Begin THE RECORDS

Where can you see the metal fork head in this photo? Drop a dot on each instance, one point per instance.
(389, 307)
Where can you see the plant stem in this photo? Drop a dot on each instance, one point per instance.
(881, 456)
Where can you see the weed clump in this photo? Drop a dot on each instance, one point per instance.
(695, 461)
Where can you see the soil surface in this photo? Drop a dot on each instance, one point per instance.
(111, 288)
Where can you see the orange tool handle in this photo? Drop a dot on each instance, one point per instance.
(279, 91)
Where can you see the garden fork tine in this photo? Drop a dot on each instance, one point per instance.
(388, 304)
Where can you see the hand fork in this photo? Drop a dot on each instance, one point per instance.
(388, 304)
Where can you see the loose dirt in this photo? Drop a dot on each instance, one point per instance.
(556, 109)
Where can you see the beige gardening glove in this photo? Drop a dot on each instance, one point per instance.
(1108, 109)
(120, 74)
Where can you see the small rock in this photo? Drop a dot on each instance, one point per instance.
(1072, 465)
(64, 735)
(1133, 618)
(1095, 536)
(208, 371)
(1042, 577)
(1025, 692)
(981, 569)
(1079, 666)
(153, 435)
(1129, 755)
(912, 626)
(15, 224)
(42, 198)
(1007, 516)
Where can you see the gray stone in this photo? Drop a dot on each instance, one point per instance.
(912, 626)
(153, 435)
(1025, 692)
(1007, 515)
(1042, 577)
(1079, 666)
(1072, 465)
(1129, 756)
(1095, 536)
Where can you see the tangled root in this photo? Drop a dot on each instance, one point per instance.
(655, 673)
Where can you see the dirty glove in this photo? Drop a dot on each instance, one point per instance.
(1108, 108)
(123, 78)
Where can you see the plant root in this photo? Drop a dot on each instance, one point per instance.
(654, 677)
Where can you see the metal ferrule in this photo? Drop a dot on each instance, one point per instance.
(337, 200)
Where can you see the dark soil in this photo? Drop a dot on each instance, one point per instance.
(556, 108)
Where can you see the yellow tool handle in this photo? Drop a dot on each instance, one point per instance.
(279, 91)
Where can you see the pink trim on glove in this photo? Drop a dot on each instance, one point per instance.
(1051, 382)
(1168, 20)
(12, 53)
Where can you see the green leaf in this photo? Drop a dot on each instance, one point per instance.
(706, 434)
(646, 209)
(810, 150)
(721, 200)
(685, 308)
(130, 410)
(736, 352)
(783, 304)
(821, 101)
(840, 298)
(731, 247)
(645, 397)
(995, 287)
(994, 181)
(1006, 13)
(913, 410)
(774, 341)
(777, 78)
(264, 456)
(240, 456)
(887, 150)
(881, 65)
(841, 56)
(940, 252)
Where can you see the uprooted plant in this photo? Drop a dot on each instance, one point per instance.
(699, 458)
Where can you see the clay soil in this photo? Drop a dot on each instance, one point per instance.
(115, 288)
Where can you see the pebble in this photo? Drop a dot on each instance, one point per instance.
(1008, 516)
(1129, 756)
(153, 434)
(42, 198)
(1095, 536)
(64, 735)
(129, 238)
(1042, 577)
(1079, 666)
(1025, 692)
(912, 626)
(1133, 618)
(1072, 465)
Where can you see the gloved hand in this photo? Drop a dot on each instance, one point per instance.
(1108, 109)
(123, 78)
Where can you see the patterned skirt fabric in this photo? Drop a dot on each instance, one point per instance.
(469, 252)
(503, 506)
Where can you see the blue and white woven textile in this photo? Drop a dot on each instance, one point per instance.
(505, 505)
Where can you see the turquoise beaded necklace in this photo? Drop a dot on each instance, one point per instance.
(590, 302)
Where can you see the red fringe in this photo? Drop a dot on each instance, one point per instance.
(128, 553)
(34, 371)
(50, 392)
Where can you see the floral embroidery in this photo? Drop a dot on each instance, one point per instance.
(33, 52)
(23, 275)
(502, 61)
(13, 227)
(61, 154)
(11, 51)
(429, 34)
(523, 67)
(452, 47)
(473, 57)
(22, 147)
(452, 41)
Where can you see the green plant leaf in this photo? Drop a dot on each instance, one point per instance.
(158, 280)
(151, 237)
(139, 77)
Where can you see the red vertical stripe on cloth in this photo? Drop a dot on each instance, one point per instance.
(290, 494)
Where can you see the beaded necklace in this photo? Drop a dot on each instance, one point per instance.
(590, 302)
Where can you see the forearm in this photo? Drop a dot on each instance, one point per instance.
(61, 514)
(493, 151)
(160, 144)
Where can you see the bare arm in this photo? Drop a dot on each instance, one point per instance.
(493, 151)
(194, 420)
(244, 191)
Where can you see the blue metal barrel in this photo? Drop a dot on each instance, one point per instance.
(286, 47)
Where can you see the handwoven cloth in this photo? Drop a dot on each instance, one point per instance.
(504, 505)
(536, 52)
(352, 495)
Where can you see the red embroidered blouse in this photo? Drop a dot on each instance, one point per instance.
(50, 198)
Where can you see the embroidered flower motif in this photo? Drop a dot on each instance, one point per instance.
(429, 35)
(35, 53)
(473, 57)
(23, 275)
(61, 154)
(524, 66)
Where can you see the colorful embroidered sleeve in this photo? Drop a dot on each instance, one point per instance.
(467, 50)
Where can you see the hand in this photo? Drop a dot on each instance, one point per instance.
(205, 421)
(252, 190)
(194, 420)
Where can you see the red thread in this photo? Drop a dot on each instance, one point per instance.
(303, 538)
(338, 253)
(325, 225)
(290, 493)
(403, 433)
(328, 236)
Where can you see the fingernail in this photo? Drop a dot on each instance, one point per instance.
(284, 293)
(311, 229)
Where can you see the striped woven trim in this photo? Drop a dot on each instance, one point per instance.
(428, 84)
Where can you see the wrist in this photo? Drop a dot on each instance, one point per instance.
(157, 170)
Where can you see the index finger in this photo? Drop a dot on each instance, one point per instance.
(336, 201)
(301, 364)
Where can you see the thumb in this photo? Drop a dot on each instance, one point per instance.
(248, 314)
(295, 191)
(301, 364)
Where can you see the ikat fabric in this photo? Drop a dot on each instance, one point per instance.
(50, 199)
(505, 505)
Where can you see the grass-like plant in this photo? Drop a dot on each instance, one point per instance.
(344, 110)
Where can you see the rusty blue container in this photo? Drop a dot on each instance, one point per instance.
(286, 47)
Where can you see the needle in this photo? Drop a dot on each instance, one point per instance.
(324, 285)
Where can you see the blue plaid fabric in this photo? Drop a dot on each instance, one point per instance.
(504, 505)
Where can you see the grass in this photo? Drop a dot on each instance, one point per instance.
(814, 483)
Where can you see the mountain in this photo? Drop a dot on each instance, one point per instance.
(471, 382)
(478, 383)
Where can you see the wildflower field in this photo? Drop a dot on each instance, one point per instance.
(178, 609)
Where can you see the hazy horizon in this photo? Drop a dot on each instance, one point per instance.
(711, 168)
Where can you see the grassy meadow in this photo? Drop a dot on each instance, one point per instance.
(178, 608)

End THE RECORDS

> _SHORT PROBLEM_
Reproduce every one of the records above verbatim, without changing any character.

> _FINISHED TASK_
Where can you see the metal fork head in this photo? Drop a dot on each instance, one point per instance.
(389, 307)
Where can you see the plant stem in this photo? Drop a dot on each instance, one point per instance.
(881, 456)
Where can you see the weed clump in this photo? Drop a dot on each instance, one point per instance.
(695, 461)
Where can you see the soil surface in this photo? Drop a dot on each instance, one point per instance.
(111, 288)
Where can you see the orange tool handle in this photo? Drop a dot on each instance, one point per instance.
(279, 91)
Where can you see the garden fork tine in this photo? Drop a dot on each instance, one point per instance.
(388, 304)
Where can you see the hand fork in this photo? Drop a dot on each instance, one point per instance.
(388, 304)
Where can you see the loose dirt in this photo? Drop a dot on each instance, one point per instance.
(556, 109)
Where can you see the beige gardening glove in this photo? Drop a dot on each instance, one point per instance.
(1108, 109)
(120, 74)
Where can you see the small rock in this photo? Drop a dot on each instance, one point per instance.
(1072, 465)
(64, 735)
(1133, 618)
(1095, 536)
(208, 371)
(1042, 577)
(1025, 692)
(981, 569)
(1079, 666)
(153, 435)
(1129, 755)
(912, 626)
(15, 224)
(42, 198)
(1007, 516)
Where can you see the gray stone in this photo? Drop a dot on each instance, one point per instance.
(912, 626)
(153, 435)
(1025, 692)
(1007, 515)
(1042, 577)
(1079, 666)
(1072, 465)
(1129, 756)
(1095, 536)
Where can you see the tangled root in this photo? Drop a dot on each instance, one point per instance.
(655, 673)
Where can you see the dirty glove in this photo? Drop a dot on each instance, one point per instance.
(1108, 108)
(123, 78)
Where can you see the plant root in this photo? Drop a dot on each instance, one point per instance.
(654, 677)
Where can you see the metal ferrule in this photo? Drop a dot on each instance, one point per instance.
(337, 200)
Where can you see the dark soil in this photo? Drop a dot on each instance, one point per instance.
(556, 108)
Where can you see the yellow tool handle in this photo? Drop a dot on each instance, one point per instance.
(279, 91)
Where can you see the pink trim on glove in this photo? Drop a dot on each instance, one point per instance.
(1051, 382)
(1168, 20)
(12, 53)
Where can you see the green leaf in this photo? Drop a dot on each instance, one point per instance.
(706, 434)
(646, 209)
(810, 150)
(721, 200)
(685, 308)
(130, 410)
(736, 352)
(783, 304)
(821, 101)
(840, 298)
(731, 247)
(645, 397)
(995, 287)
(994, 181)
(1006, 13)
(913, 410)
(774, 341)
(777, 78)
(264, 456)
(240, 456)
(887, 150)
(881, 65)
(841, 56)
(940, 252)
Where can you see the uprooted plant in this photo? Drop a dot on each instance, one point per instance.
(699, 458)
Where can you see the clay soil in this photo? Drop a dot on each instance, one point per instance.
(115, 288)
Where can you see the pebble in this photo? Drop a dot on each instance, one point per instance.
(1008, 516)
(1129, 756)
(153, 434)
(42, 198)
(1095, 536)
(64, 735)
(129, 238)
(1042, 577)
(1079, 666)
(1025, 692)
(912, 626)
(1133, 618)
(1072, 465)
Where can you see the gloved hand in this photo? Drop a dot on each instance, one point per instance.
(1108, 109)
(123, 78)
Where can you see the patterned skirt fabric in this photo? Drop a dot on each instance, one point per instance.
(469, 252)
(503, 506)
Where can you see the blue and white woven textile in this photo? Drop a dot on each instance, one point per instance.
(505, 505)
Where can you see the turquoise beaded necklace in this photo? Drop a dot on each instance, one point per instance.
(590, 302)
Where can you see the red fringe in this photo? Drop a dot on each instance, one point per instance.
(128, 553)
(34, 371)
(50, 392)
Where can you see the floral embroidery in this photo? Drop a dot on each instance, one point per instance.
(33, 52)
(23, 275)
(502, 61)
(13, 227)
(61, 154)
(11, 51)
(429, 34)
(523, 67)
(452, 47)
(473, 57)
(22, 147)
(452, 41)
Where can you see the green plant leaf in this photo? Drop a dot on each instance, one point per instance.
(158, 280)
(151, 237)
(139, 77)
Where can you see the red vertical stripe on cloth in this photo? Drop a dot on each instance, one point per instance.
(290, 494)
Where can you see the beaded necklace in this photo? Drop a dot on each instance, one point per instance.
(590, 302)
Where can you see the forearm in this photo? Drop a dot on each instance, one point per instance.
(61, 514)
(493, 151)
(160, 144)
Where can you see the bare arm in this photo? Drop a dot on each instance, one point per instance.
(493, 151)
(194, 420)
(244, 191)
Where can you see the blue metal barrel in this photo? Drop a dot on each instance, one point per instance.
(286, 47)
Where can you see the handwoven cloth in this photo? Drop a dot on each instance, one point per instance.
(504, 505)
(536, 52)
(352, 495)
Where can you see the red embroidered blouse in this photo? Drop a dot on each instance, one point per instance.
(50, 198)
Where can you see the embroidered flower motif in this photo? Drop a dot on each instance, one point per instance.
(429, 35)
(35, 53)
(473, 57)
(23, 275)
(61, 154)
(524, 66)
Where can you see the colorful embroidered sleeve in this photo? Drop a dot on each instance, one point per instance.
(467, 50)
Where can you see the hand in this photo? Drop a dot on each instance, one point per instance.
(205, 421)
(252, 190)
(194, 420)
Where can you see the red thread in this photo? Drop a dot on each instance, one point per instance.
(303, 538)
(338, 253)
(325, 225)
(290, 493)
(403, 433)
(328, 236)
Where can you see the fingernail in this photo? Drop a dot on each instance, one point per instance.
(284, 293)
(311, 229)
Where can you see the striped woven trim in this photo? Drop a dot on each instance, one point per instance.
(428, 84)
Where can you see the wrist in this photo? Drop a dot on each instance, one point per instance.
(157, 170)
Where can you see the index finger in this photo? Drop a dot on each instance, one point per instance.
(336, 201)
(301, 364)
Where can you see the thumb in this photo? Drop a dot on each instance, one point per instance.
(248, 314)
(295, 191)
(301, 364)
Where can you see the ikat fabric in this photo? Drop a dot on each instance, one point per instance.
(50, 199)
(505, 505)
Where can you see the grass-like plant in this photo? Drop a dot on each instance, one point per instance.
(344, 110)
Where can you see the rusty blue container in this photo? Drop a dot on each instance, one point per instance.
(286, 47)
Where can you see the needle in this photo? Drop a dot on each instance, one point per instance.
(324, 285)
Where can you see the blue plaid fabric in this photo? Drop a dot on each instance, one point per instance.
(504, 505)
Where can you see the grass in this photo? Drop a dot on each instance, one point per instance.
(814, 483)
Where can you see the mountain in this photo? Drop a dot on each instance, one point per instance.
(471, 382)
(478, 383)
Where can you see the wildflower field in this photo? Drop a dot on each instance, one point per instance.
(178, 609)
Where can you see the hazy horizon in this photo? Drop a dot on each instance, one point per instance.
(711, 168)
Where can you see the grassy meadow in this photo? Drop a dot on each instance, one point per instance.
(178, 608)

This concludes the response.